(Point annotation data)
——————
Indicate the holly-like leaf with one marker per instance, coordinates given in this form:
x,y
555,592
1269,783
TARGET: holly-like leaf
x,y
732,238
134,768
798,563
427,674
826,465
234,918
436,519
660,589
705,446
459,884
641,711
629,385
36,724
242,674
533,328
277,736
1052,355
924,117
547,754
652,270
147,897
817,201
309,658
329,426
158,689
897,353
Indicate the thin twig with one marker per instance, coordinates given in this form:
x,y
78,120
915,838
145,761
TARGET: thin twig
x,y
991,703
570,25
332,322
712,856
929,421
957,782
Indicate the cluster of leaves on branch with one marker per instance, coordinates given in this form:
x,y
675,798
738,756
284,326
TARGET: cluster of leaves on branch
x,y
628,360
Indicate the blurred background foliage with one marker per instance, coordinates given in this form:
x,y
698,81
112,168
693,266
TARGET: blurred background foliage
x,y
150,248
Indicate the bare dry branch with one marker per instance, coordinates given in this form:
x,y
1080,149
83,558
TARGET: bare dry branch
——————
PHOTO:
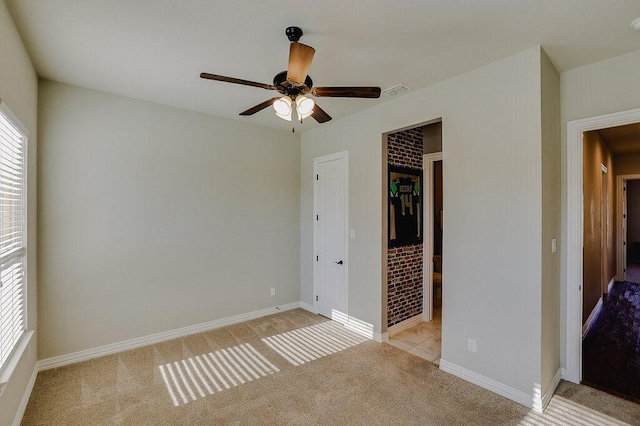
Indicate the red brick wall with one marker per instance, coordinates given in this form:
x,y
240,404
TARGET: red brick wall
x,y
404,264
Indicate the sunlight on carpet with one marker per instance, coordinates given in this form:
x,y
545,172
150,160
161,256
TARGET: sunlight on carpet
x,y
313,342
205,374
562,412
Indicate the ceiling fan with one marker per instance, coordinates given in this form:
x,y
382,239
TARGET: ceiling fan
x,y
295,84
——————
* _TASK TO CARRY OUT_:
Please rewrite the items from the line with "Indicate the holly-like" up to and including the line with "TARGET: bare dry branch", replacing every "marker" with "dot" and leaving everything else unchanged. Give only those lines.

* _WORKED SOLUTION_:
Indicate the holly-like leaf with one dot per instance, coordinates given in this form:
x,y
555,592
1269,783
TARGET: holly-like leaf
x,y
732,238
134,768
798,563
427,674
826,465
234,918
436,519
660,589
705,446
459,884
641,711
629,385
36,724
242,674
533,328
277,736
1052,355
924,117
547,754
652,270
147,897
817,201
309,658
329,426
158,689
897,353
Indicate the thin twig with one dot per instance, coordinates given in this form:
x,y
78,120
915,838
145,761
TARGET: thin twig
x,y
991,703
570,25
332,322
712,856
929,421
957,782
Indicate the cluster of leaves on branch with one dot per instance, coordinates given in this form:
x,y
675,798
738,756
284,326
TARGET: cluster of leaves on branch
x,y
628,360
Indicate the blurred background foliage with one dot per instance, coordinates given in this form:
x,y
698,81
112,168
693,266
TARGET: blurred background foliage
x,y
150,248
Indicate the bare dry branch with one dot per instance, coordinates given in this form:
x,y
1080,149
83,558
TARGET: bare dry branch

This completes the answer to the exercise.